• **EXERCISE**
Restate the forum thread below from "yup- it's proven." up to and including "was more expensive.", switching "oil consumption" to "oil usage".

• **EXCERPTED PASSAGE**
>> Start
# Mobil 1 0w40 not good for 2.0??



## albert427 (Jan 11, 2006)

I just switched to castol synthec 5w40 and my oil dip stick is right on the tick after 1500 miles. Before I switched, I was using Mobil 1 0w40 and after 1000 miles I would lose give or take half a quart...once after 2000 miles I was right at the minimum. I am aware of the 2.0 valvetrain drama that causes oil to burn. My problem is now fixed so far. Is mobil 0w40 just not compatible with the 2.0 or is it a weight issue? Can someone explain this to me, i once heard that 0w40 was going to be discontinued, is this why?


----------



## ll Black Blurr ll (Sep 24, 2004)

*Re: Mobil 1 0w40 not good for 2.0?? (albert427)*

I think the piston ring oil burning issue only applies to 1999 and 2000 years. Valvoline Synpower 5w-40 is even better then Castrol Syntec!


----------



## vasillalov (Nov 5, 2003)

*Re: Mobil 1 0w40 not good for 2.0?? (ll Black Blurr ll)*

If only people bothered to Search!















http://forums.vwvortex.com/zerothread?id=2115738


----------



## ctuagent117 (Oct 4, 2005)

yup- it's proven. Mobil 1 is crap on calcium. All it is is marketing. You made a good choice switching oils.


----------



## sting (Oct 6, 2001)

*Re: Mobil 1 0w40 not good for 2.0?? (albert427)*

I've tried a few different oils in my AEG. I first tried Esso XD-3 0w40. It was OK on oil consumption, using about a litre every 10,000 km, more if I was driving faster than 120 km/h for extended periods.
Tried Elf Excelium 5w40, wasn't really impressed... found oil consumption was greater, and it was more expensive.
Did one change with Pennzoil Euro Formula 5w40, same as the Elf.
My last change I used Mobil 1 5w50, and only put in 0.5 l over 9000 km.
The way I see it, if I'm losing less oil with the M-1, then I'll use it. 
I tried finding the Valvoline 5w40 in local stores, couldn't find it. They had 5w30, and 10w30, but not 5w40. And I'm not really comfortable with online ordering...


----------



## vasillalov (Nov 5, 2003)

*Re: Mobil 1 0w40 not good for 2.0?? (sting)*


_Quote, originally posted by *sting* »_
I tried finding the Valvoline 5w40 in local stores, couldn't find it. 

1. Go to your local NAPA store
2. Order part number 966 (no need to pay right away)
3. Pick up oil in 2-3 days tops!


----------



## roortoob (Apr 9, 2007)
>> End
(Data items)
>> Start
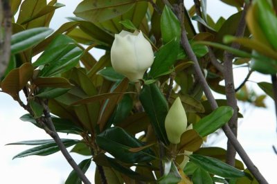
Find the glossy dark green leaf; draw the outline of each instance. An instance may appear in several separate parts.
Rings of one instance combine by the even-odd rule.
[[[179,42],[176,39],[162,46],[156,53],[150,75],[153,78],[157,78],[170,73],[177,58]]]
[[[195,151],[195,154],[200,154],[203,156],[207,156],[213,157],[222,160],[222,162],[226,162],[226,151],[221,147],[201,147],[197,151]],[[240,169],[244,170],[244,165],[242,161],[235,159],[235,167]]]
[[[265,91],[265,93],[267,93],[267,95],[274,99],[272,84],[266,82],[258,82],[257,84],[263,91]]]
[[[205,137],[222,127],[232,117],[233,109],[231,107],[222,106],[193,125],[202,137]]]
[[[30,122],[37,127],[42,129],[40,124],[37,123],[30,114],[27,113],[22,116],[20,117],[20,120],[24,122]],[[80,132],[84,131],[80,127],[66,119],[52,117],[52,121],[58,132],[80,134]]]
[[[34,118],[38,118],[42,116],[44,108],[40,104],[31,99],[30,100],[30,107],[34,113]]]
[[[31,140],[33,142],[33,140]],[[39,140],[41,141],[41,140]],[[62,142],[66,147],[71,147],[72,145],[75,145],[79,140],[71,140],[71,139],[62,139]],[[28,143],[28,142],[27,142]],[[26,142],[14,142],[9,145],[26,145]],[[15,156],[12,159],[16,158],[21,158],[31,155],[38,155],[38,156],[47,156],[50,154],[53,154],[55,152],[60,151],[60,148],[57,147],[57,144],[53,140],[51,142],[48,143],[42,144],[40,146],[35,147],[30,149],[28,149],[24,151],[22,151],[16,156]]]
[[[153,160],[153,151],[146,148],[138,152],[131,152],[130,148],[144,146],[138,139],[128,134],[124,129],[114,127],[106,129],[96,137],[98,145],[116,159],[125,163],[141,163]]]
[[[100,154],[94,157],[93,161],[100,165],[111,167],[116,171],[136,181],[153,181],[152,178],[134,172],[129,167],[122,165],[117,160],[109,158],[104,154]]]
[[[192,154],[189,157],[190,161],[199,165],[203,169],[221,177],[233,178],[246,176],[243,172],[216,158],[197,154]]]
[[[177,38],[180,40],[181,26],[180,23],[171,9],[165,6],[161,17],[161,31],[163,42],[168,43]]]
[[[91,165],[91,159],[86,159],[82,160],[78,164],[80,169],[83,172],[83,173],[86,173],[87,170],[89,169],[89,165]],[[67,177],[64,184],[82,184],[82,180],[78,176],[76,172],[73,169]]]
[[[106,67],[97,72],[98,75],[104,77],[105,79],[110,81],[118,81],[125,78],[125,76],[116,72],[111,66]]]
[[[34,46],[44,40],[53,30],[48,28],[28,29],[12,36],[11,52],[16,54]]]
[[[39,90],[35,95],[36,97],[51,99],[59,97],[70,90],[70,88],[45,88]]]
[[[171,160],[170,162],[171,164],[168,165],[169,172],[167,172],[166,174],[165,173],[165,174],[162,177],[159,178],[159,183],[173,184],[178,183],[181,181],[181,176],[179,173],[177,167],[172,160]]]
[[[24,63],[10,71],[1,83],[2,91],[15,98],[33,77],[33,70],[30,63]]]
[[[84,156],[91,156],[91,151],[90,148],[84,142],[77,143],[70,152],[76,153]]]
[[[101,22],[125,13],[135,2],[134,0],[85,0],[77,6],[73,13],[77,17],[91,22]]]
[[[213,184],[210,174],[205,170],[197,168],[193,174],[192,181],[197,184]]]
[[[163,93],[155,83],[144,85],[139,100],[150,119],[157,137],[166,145],[169,143],[165,128],[168,105]]]
[[[269,2],[265,0],[256,1],[258,4],[258,15],[255,15],[258,19],[260,28],[268,42],[275,50],[277,49],[277,17]]]
[[[129,95],[125,94],[116,107],[112,123],[117,125],[123,121],[133,108],[133,100]]]
[[[127,29],[134,30],[137,30],[136,26],[134,25],[134,24],[130,20],[128,20],[128,19],[123,20],[123,21],[119,21],[119,23],[121,24],[122,25],[123,25],[123,26]]]

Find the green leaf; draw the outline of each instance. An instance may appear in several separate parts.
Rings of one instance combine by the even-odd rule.
[[[45,88],[39,90],[35,95],[36,97],[51,99],[59,97],[70,90],[70,88]]]
[[[226,123],[232,117],[233,113],[233,109],[231,107],[220,107],[211,113],[194,124],[193,129],[202,137],[205,137]]]
[[[96,163],[106,167],[111,167],[118,172],[120,172],[123,174],[127,176],[130,178],[135,179],[136,181],[153,181],[152,178],[150,178],[148,176],[141,174],[136,172],[134,172],[131,169],[122,165],[118,161],[114,158],[109,158],[104,154],[100,154],[93,158],[93,161]]]
[[[24,122],[30,122],[37,127],[42,129],[40,124],[37,123],[30,114],[27,113],[22,116],[20,117],[20,120]],[[80,127],[66,119],[52,117],[52,121],[56,131],[58,132],[80,134],[80,132],[84,131]]]
[[[193,20],[197,21],[199,23],[200,23],[201,24],[202,24],[203,26],[204,26],[206,28],[210,29],[211,30],[215,31],[215,30],[214,30],[212,27],[209,26],[206,22],[205,21],[201,18],[201,17],[199,17],[199,15],[195,15],[192,17]]]
[[[157,78],[170,73],[177,60],[178,50],[179,42],[176,39],[162,46],[156,53],[149,75],[153,78]]]
[[[124,95],[116,107],[112,123],[117,125],[123,121],[130,113],[133,108],[133,100],[128,94]]]
[[[31,144],[36,140],[31,140],[30,142],[18,142],[10,143],[9,145],[28,145]],[[41,142],[42,140],[39,140]],[[48,140],[47,140],[48,141]],[[62,139],[62,142],[66,147],[71,147],[72,145],[75,145],[79,142],[78,140],[71,140],[71,139]],[[24,151],[22,151],[16,156],[15,156],[12,159],[16,158],[22,158],[31,155],[38,155],[38,156],[47,156],[60,151],[60,148],[57,147],[57,144],[53,140],[48,142],[47,143],[42,144],[40,146],[35,147],[31,149],[27,149]]]
[[[134,30],[137,30],[136,26],[129,19],[120,21],[119,21],[119,23],[121,24],[122,25],[123,25],[123,26],[127,29]]]
[[[164,44],[168,43],[175,38],[177,42],[180,40],[180,23],[175,13],[167,6],[165,6],[161,17],[161,31]]]
[[[256,1],[258,14],[255,15],[265,36],[275,50],[277,49],[277,17],[274,9],[267,0]]]
[[[38,118],[42,116],[44,108],[40,104],[32,99],[30,100],[30,107],[34,112],[34,118]]]
[[[197,184],[213,184],[213,180],[210,174],[205,170],[197,168],[193,174],[193,183]]]
[[[233,178],[246,176],[243,172],[216,158],[197,154],[192,154],[189,157],[190,161],[199,165],[203,169],[221,177]]]
[[[116,72],[114,68],[111,66],[106,67],[96,73],[96,74],[100,75],[105,77],[106,80],[116,82],[118,80],[122,80],[125,78],[125,76]]]
[[[13,98],[17,98],[21,90],[33,77],[34,68],[30,63],[24,63],[19,68],[12,70],[1,83],[1,88]]]
[[[96,137],[98,145],[116,159],[128,163],[143,163],[153,160],[153,151],[146,148],[134,153],[130,148],[143,147],[144,145],[128,134],[123,129],[111,127],[106,129]]]
[[[82,1],[73,13],[91,22],[101,22],[111,19],[128,11],[136,3],[134,0]]]
[[[26,50],[44,40],[53,30],[48,28],[28,29],[12,36],[11,53],[16,54]]]
[[[82,160],[78,164],[80,169],[83,172],[83,173],[86,173],[87,170],[89,169],[89,165],[91,165],[91,159],[86,159]],[[82,184],[82,181],[78,176],[76,172],[73,169],[67,177],[66,181],[64,183],[65,184]]]
[[[84,142],[79,142],[72,148],[70,152],[79,154],[84,156],[91,156],[91,151],[90,148]]]
[[[181,176],[174,162],[172,160],[170,162],[171,162],[171,164],[168,164],[168,167],[170,167],[168,168],[170,169],[169,172],[165,172],[165,174],[158,180],[160,184],[178,183],[181,179]]]
[[[155,83],[144,85],[139,100],[150,119],[157,137],[168,144],[165,128],[165,119],[168,111],[168,102]]]
[[[266,82],[258,82],[257,84],[263,91],[265,91],[265,93],[267,93],[267,95],[270,96],[272,99],[274,99],[273,94],[272,84]]]

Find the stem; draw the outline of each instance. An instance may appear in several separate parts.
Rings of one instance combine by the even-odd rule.
[[[197,59],[194,54],[193,49],[191,48],[188,37],[186,34],[186,29],[185,26],[184,24],[184,1],[183,0],[179,0],[179,14],[180,17],[180,24],[181,28],[181,45],[185,50],[186,53],[187,53],[188,58],[194,62],[195,65],[195,73],[198,75],[199,78],[199,82],[201,82],[203,89],[204,91],[205,95],[208,98],[208,102],[211,104],[211,106],[213,109],[215,109],[218,107],[217,104],[214,98],[211,89],[208,86],[208,83],[206,82],[205,77],[201,71],[200,66],[198,64]],[[247,165],[247,168],[249,171],[252,173],[252,174],[255,176],[256,180],[260,182],[260,183],[268,183],[268,182],[265,180],[263,176],[260,174],[258,168],[254,165],[250,158],[248,156],[247,154],[245,152],[244,149],[238,141],[236,137],[233,134],[232,131],[231,130],[230,127],[227,125],[224,125],[222,127],[222,129],[225,133],[225,135],[227,136],[229,140],[232,142],[233,145],[234,146],[235,150],[238,151],[240,158],[242,158],[242,160]]]
[[[51,117],[50,116],[50,111],[48,106],[42,101],[41,101],[41,104],[44,107],[44,113],[45,117],[45,121],[46,125],[48,125],[48,128],[50,129],[49,131],[46,131],[46,132],[54,139],[55,142],[56,142],[57,145],[61,150],[62,154],[66,159],[67,162],[71,165],[72,168],[75,170],[77,175],[80,177],[80,178],[84,182],[84,184],[91,184],[91,182],[84,175],[84,172],[82,169],[79,167],[77,163],[75,162],[73,158],[69,154],[69,151],[67,151],[66,148],[62,143],[59,135],[55,130],[54,125],[53,123]]]
[[[12,12],[10,1],[0,1],[0,13],[3,15],[4,37],[0,33],[0,77],[4,74],[10,61],[10,40],[12,36]],[[0,20],[0,28],[2,22]],[[2,42],[3,39],[3,42]]]
[[[248,81],[248,80],[250,77],[250,75],[252,74],[253,71],[251,70],[249,71],[249,72],[247,74],[247,76],[245,77],[244,80],[242,82],[242,84],[240,84],[240,85],[235,90],[235,92],[238,92],[240,89],[241,89],[243,86],[244,86],[245,83]]]
[[[243,37],[245,27],[246,21],[245,15],[247,11],[247,6],[244,6],[242,11],[242,17],[238,24],[238,28],[235,33],[235,37]],[[231,47],[238,49],[240,45],[238,43],[233,43]],[[231,118],[229,125],[234,134],[235,136],[238,134],[238,103],[235,98],[235,90],[234,86],[233,73],[233,59],[234,56],[233,54],[225,51],[224,54],[224,75],[225,81],[225,91],[227,100],[227,104],[234,109],[233,116]],[[226,153],[226,163],[232,166],[235,165],[236,151],[233,147],[232,143],[228,140],[227,142],[227,153]]]
[[[275,104],[275,113],[277,118],[277,77],[276,75],[271,75],[272,90]],[[277,131],[277,129],[276,129]]]

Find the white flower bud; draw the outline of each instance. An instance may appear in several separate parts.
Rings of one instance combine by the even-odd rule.
[[[142,79],[144,73],[154,61],[150,43],[141,31],[134,33],[122,30],[116,34],[111,49],[111,61],[114,69],[131,82]]]
[[[169,141],[180,142],[181,134],[186,131],[188,120],[180,98],[176,98],[166,117],[165,127]]]

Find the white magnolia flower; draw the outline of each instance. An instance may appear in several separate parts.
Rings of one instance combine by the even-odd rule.
[[[150,43],[141,31],[132,33],[122,30],[115,37],[111,50],[114,69],[131,82],[138,82],[154,61]]]
[[[166,117],[165,127],[168,140],[172,144],[180,142],[182,134],[186,131],[188,120],[180,98],[174,101]]]

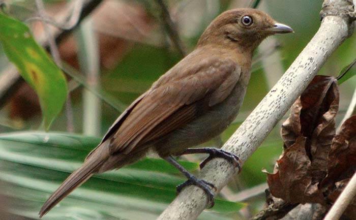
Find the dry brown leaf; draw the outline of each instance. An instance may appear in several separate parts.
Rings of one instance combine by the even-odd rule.
[[[329,152],[328,176],[321,182],[321,188],[333,203],[346,186],[356,171],[356,115],[346,120],[339,134],[333,140]],[[356,219],[356,198],[344,214]]]
[[[328,176],[322,182],[325,186],[350,178],[356,170],[356,115],[344,122],[333,140],[328,170]]]
[[[278,171],[268,176],[274,196],[292,203],[324,203],[318,185],[327,174],[338,103],[336,80],[324,76],[316,76],[294,103],[282,127],[284,152]]]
>> End
• **THE ANSWER**
yup- it's proven. Mobil 1 is crap on calcium. All it is is marketing. You made a good choice switching oils.


----------



## sting (Oct 6, 2001)

*Re: Mobil 1 0w40 not good for 2.0?? (albert427)*

I've tried a few different oils in my AEG. I first tried Esso XD-3 0w40. It was OK on oil usage, using about a litre every 10,000 km, more if I was driving faster than 120 km/h for extended periods.
Tried Elf Excelium 5w40, wasn't really impressed... found oil usage was greater, and it was more expensive.